■ Lesetext
_ _ _ _

Bild: Habeck verhandelt gemeinsam mit den EU-Energieministern in Brüssel
Brüssel dpa | Nach monatelangem Streit steht kurz vor Weihnachten der
europäische [1][Gaspreisdeckel]. Am Montagabend einigten sich die für
Energie zuständigen EU-Minister auf einen Mechanismus, der den Gaspreis ab
einer bestimmten Höhe an die internationalen Preise für Flüssiggas (LNG)
koppelt. „Ich bin sehr froh, dass wir diese Mission, die unmöglich schien,
erfüllt haben“, sagte der tschechische Industrieminister Jozef Sikela, der
die Verhandlungen leitete, im Anschluss an das Treffen. Es handele sich
nicht um einen festen, sondern um einen dynamischen Deckel. Dieser stelle
sicher, dass der Preis nicht übermäßig über den tatsächlichen LNG-Preis
hinausschieße.
Die Bundesregierung hatte sich lange gegen einen solchen Mechanismus
gesträubt und Probleme bei der Versorgungssicherheit befürchtet.
Deutschland konnte nun auch dank verschiedener Sicherheitsmaßnahmen
zustimmen. „So, wie die anderen Länder solidarisch mit Deutschland in der
Vergangenheit waren, haben wir heute die Solidarität mit dem Instrument
gezeigt“, sagte Bundeswirtschaftsminister Robert Habeck (Grüne). Der
Beschluss sei mit großer Mehrheit gefasst worden. Habeck betonte jedoch
auch, dass er die Sache weiter mit Skepsis betrachte.
Die Niederlande, die gemeinsam mit Deutschland gegen einen Preisdeckel
waren, waren weniger überzeugt und enthielten sich. „Ich bin nach wie vor
besorgt über Störungen auf dem europäischen Energiemarkt, über die
finanziellen Auswirkungen und vor allem über die europäische
Versorgungssicherheit“, sagte der niederländische Energieminister Rob
Jetten. „Ich hoffe, dass sich unsere Sorgen als unbegründet erweisen
werden.“
## Gaspreisdeckel ist dynamisch
Das Vorhaben betrifft grundsätzlich Großkunden, die am TTF handeln – nicht
Endverbraucher, wie etwa bei der Gaspreisbremse der Bundesregierung.
Konkret soll der Preisdeckel ausgelöst werden, wenn der Preis am
Großhandelsplatz TTF drei Tage in Folge 180 Euro pro Megawattstunde
überschreitet und gleichzeitig 35 Euro höher ist als der internationale
LNG-Preis.

_ _ _ _

■ Aufgaben
**1.** Gib aus dem Artikel über den Gaspreisdeckel den Abschnitt wörtlich wieder, der mit „Bild: Habeck verhandelt“ beginnt und bis einschließlich „hinausschieße.“ reicht.
**2.** Wie verhielten sich die Niederlande laut dem Artikel über den Gaspreisdeckel bei der Entscheidung?
**3.** Schreibe den Artikel über den Gaspreisdeckel im Anschluss an seinen letzten Satz weiter.

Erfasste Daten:

_ _ _ _

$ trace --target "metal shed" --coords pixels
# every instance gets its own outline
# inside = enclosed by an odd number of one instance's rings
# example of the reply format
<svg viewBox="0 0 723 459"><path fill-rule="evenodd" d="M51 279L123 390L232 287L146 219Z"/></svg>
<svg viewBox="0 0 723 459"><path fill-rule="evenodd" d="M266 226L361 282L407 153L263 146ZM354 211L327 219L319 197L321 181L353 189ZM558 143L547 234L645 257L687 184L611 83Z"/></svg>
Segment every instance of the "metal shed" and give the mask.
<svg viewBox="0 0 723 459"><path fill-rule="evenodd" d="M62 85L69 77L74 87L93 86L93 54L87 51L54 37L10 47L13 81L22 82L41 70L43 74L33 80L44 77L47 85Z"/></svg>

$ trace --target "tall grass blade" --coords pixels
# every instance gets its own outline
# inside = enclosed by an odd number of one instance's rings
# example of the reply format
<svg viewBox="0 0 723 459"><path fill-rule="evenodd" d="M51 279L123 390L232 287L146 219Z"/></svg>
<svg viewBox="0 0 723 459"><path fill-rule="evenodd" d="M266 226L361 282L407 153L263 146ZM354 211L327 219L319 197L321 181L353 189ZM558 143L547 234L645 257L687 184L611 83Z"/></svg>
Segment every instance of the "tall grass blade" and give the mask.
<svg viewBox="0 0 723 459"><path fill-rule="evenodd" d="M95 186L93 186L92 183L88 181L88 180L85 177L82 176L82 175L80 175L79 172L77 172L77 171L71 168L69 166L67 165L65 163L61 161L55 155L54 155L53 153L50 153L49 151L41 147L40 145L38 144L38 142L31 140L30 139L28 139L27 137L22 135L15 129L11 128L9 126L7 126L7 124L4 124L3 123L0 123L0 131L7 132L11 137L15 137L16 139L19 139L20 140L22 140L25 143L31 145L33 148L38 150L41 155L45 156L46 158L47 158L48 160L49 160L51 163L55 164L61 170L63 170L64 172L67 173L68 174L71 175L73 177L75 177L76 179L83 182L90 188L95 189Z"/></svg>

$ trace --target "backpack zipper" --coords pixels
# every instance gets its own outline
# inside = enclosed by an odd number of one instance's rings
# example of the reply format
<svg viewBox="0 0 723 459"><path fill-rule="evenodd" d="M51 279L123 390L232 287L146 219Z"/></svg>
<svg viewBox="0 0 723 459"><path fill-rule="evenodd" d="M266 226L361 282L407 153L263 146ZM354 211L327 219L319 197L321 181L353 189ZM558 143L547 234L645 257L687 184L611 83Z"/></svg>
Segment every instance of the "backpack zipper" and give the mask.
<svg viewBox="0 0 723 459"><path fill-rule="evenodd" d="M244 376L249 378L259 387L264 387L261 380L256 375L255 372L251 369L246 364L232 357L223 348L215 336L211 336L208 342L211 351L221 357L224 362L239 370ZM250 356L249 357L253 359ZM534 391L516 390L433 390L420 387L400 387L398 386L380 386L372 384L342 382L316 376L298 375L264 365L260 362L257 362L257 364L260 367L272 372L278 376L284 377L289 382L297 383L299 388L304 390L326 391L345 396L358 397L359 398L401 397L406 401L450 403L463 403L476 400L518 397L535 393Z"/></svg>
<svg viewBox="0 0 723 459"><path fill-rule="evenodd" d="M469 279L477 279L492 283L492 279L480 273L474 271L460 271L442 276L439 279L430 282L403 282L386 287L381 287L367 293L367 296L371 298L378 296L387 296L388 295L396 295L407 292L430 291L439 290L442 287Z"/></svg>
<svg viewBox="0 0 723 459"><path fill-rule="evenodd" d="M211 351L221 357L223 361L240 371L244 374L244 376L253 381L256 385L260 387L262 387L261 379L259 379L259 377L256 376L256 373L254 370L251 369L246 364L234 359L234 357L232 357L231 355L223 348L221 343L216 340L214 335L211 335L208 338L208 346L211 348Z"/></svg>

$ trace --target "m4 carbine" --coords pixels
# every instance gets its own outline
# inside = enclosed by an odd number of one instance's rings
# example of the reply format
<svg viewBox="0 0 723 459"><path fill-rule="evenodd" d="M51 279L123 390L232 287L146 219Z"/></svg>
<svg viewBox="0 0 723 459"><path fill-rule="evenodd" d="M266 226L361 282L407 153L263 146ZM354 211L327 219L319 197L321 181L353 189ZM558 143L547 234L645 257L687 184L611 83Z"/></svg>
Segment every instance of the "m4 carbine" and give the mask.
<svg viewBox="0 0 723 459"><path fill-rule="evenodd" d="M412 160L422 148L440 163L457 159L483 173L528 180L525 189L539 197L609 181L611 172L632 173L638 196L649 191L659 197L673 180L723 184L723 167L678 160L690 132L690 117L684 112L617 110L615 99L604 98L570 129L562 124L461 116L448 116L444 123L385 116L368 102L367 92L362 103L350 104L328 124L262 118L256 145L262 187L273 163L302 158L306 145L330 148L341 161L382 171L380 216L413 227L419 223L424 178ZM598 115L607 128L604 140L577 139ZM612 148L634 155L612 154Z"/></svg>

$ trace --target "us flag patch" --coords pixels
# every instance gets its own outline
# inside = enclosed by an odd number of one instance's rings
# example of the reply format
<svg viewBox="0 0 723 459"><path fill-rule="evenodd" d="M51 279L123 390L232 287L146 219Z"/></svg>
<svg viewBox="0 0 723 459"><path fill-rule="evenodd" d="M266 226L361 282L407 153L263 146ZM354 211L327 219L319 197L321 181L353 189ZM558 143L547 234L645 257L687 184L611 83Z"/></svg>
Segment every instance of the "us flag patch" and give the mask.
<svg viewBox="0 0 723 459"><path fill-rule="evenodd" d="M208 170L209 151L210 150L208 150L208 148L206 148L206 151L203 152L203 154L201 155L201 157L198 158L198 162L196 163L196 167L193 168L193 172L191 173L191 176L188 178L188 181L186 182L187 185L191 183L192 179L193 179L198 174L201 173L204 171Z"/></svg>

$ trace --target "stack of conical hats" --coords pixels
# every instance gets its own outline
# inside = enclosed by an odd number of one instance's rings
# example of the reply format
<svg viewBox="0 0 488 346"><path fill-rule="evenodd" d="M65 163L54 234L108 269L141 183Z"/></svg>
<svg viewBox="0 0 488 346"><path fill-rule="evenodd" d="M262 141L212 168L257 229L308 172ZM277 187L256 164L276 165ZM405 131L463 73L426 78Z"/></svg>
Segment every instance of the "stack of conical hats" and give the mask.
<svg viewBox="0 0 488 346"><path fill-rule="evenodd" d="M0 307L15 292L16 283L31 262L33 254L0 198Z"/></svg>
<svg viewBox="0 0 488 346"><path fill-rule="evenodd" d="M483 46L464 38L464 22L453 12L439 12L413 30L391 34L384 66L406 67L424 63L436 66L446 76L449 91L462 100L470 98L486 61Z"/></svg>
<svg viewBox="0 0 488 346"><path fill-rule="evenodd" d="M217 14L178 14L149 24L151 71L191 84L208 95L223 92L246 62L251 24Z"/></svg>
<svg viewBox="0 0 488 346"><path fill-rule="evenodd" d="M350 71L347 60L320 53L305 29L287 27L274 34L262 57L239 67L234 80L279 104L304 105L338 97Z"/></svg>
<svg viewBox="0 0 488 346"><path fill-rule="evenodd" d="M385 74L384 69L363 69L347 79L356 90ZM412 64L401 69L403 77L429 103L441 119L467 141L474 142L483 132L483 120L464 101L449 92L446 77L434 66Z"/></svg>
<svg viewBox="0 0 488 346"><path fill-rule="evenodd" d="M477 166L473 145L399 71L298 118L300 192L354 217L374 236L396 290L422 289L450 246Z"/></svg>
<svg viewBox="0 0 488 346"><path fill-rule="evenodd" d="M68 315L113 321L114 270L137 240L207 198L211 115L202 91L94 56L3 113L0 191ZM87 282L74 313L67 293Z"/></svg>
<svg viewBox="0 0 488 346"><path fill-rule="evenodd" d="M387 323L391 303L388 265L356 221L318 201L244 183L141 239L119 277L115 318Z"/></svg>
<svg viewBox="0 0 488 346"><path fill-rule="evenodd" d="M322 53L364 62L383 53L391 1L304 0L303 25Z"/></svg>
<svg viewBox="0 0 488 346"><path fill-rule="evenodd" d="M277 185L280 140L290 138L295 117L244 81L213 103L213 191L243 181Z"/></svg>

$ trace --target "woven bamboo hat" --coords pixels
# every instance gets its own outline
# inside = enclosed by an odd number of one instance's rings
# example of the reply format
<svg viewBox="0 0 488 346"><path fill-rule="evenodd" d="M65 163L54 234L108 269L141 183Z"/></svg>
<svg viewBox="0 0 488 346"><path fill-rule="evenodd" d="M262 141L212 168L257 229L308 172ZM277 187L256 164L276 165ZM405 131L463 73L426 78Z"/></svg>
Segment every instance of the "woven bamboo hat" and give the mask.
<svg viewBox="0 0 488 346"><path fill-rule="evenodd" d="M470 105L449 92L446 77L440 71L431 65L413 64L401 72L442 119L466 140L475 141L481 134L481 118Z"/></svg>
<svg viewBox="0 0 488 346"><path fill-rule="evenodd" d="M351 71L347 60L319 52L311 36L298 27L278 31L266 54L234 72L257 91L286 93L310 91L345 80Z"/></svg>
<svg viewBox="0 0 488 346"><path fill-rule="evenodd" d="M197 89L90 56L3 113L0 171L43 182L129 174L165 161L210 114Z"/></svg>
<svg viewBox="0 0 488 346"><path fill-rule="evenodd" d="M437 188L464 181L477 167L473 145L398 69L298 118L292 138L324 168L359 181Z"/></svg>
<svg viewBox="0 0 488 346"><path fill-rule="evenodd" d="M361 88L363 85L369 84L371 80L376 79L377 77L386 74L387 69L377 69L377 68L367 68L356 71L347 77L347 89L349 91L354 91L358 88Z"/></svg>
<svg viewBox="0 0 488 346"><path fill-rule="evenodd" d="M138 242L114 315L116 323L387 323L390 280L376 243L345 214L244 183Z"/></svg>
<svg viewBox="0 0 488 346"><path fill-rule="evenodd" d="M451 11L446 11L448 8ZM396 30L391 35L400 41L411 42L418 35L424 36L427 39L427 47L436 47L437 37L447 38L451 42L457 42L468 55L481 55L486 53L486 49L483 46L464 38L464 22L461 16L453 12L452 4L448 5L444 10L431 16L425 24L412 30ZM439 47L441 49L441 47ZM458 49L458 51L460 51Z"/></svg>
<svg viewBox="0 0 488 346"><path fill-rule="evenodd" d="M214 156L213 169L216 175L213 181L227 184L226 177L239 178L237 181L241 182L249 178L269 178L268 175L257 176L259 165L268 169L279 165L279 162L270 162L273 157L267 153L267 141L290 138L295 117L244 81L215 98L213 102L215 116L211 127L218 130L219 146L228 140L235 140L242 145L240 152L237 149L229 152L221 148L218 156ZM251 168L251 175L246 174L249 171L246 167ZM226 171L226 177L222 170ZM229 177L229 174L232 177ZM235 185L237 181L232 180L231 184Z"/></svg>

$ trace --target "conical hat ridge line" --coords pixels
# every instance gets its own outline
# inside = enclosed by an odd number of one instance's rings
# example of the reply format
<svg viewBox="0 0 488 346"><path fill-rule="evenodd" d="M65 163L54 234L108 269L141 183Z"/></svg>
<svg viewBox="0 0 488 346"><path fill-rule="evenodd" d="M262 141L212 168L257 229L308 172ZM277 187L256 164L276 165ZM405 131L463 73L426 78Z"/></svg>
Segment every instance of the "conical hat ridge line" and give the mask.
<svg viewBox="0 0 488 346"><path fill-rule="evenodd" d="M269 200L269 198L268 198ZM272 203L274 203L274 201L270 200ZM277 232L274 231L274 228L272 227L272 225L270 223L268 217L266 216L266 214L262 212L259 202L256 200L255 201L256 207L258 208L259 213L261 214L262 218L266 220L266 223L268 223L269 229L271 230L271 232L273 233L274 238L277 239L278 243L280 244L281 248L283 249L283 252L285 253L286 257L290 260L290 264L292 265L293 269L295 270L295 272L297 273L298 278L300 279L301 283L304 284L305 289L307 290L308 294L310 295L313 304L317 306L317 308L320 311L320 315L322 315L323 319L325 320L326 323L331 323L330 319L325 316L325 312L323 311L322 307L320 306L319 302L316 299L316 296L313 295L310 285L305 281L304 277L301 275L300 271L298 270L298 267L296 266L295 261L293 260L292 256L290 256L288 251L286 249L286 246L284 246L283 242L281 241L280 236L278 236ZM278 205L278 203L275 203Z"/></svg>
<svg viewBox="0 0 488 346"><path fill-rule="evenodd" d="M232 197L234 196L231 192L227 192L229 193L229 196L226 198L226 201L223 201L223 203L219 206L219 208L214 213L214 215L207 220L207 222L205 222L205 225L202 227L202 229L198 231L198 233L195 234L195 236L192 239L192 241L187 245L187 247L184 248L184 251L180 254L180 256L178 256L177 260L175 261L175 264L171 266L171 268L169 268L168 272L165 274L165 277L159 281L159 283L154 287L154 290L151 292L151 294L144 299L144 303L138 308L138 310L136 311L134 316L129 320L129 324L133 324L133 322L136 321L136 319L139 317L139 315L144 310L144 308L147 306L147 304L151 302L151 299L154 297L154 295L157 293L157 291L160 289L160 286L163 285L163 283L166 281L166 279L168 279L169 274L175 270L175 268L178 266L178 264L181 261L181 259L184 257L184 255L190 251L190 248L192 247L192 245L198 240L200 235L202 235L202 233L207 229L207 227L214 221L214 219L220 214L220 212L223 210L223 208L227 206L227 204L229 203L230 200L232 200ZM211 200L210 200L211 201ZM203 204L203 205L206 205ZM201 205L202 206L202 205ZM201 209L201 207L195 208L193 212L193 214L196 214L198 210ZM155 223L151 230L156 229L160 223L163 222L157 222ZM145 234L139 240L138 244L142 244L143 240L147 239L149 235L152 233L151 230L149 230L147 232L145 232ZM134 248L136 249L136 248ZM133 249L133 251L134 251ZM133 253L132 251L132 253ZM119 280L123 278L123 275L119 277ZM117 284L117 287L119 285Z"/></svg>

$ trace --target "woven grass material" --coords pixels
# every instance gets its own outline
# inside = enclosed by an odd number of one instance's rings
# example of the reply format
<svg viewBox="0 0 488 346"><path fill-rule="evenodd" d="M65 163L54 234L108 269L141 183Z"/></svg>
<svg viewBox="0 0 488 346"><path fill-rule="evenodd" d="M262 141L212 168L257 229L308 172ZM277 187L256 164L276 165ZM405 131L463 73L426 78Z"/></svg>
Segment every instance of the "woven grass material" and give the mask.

_ _ _ _

■ Lösungen je Aufgabe
**1.**
Bild: Habeck verhandelt gemeinsam mit den EU-Energieministern in Brüssel
Brüssel dpa | Nach monatelangem Streit steht kurz vor Weihnachten der
europäische [1][Gaspreisdeckel]. Am Montagabend einigten sich die für
Energie zuständigen EU-Minister auf einen Mechanismus, der den Gaspreis ab
einer bestimmten Höhe an die internationalen Preise für Flüssiggas (LNG)
koppelt. „Ich bin sehr froh, dass wir diese Mission, die unmöglich schien,
erfüllt haben“, sagte der tschechische Industrieminister Jozef Sikela, der
die Verhandlungen leitete, im Anschluss an das Treffen. Es handele sich
nicht um einen festen, sondern um einen dynamischen Deckel. Dieser stelle
sicher, dass der Preis nicht übermäßig über den tatsächlichen LNG-Preis
hinausschieße.

**2.** Sie enthielten sich.

**3.**
Der regulierte Preis soll dann nicht bei 180 Euro festgelegt werden,
sondern jederzeit 35 Euro über dem internationalen LNG-Preis liegen. Somit
kann der Preis, wenn der Mechanismus ausgelöst wurde, auch über 180 Euro
pro Megawattstunde liegen. Wird der Mechanismus ausgelöst, soll er für 20
Tage gelten. Er soll Verträge betreffen, mit denen Gas ein Monat, drei
Monate oder ein Jahr im Voraus gehandelt wird.
Zuletzt lag der Gaspreis am TTF am Montag um die 110 Euro pro
Megawattstunde. Im August erreichte der Preis am TTF einen Höchststand von
über 340 Euro pro Megawattstunde. Verbraucherpreise werden indirekt durch
die Preise im Großhandel beeinflusst.
## Möglichen Engpässen soll vorgebeugt werden
Deutschland konnte verschiedene Sicherheitsmaßnahmen durchsetzen, um
Versorgungsengpässen vorzubeugen. „Wir haben jetzt sehr viele Instrumente
definiert, die die Gefahr eines unbedachten Effekts deutlich reduzieren“,
sagte Habeck. So soll der Mechanismus außer Kraft gesetzt werden, wenn der
Gasverbrauch steigt, wenn der Handel mit Gas zwischen den Mitgliedstaaten
abnimmt, wenn es Probleme bei der Versorgung gibt oder Risiken an den
Finanzmärkten auftreten.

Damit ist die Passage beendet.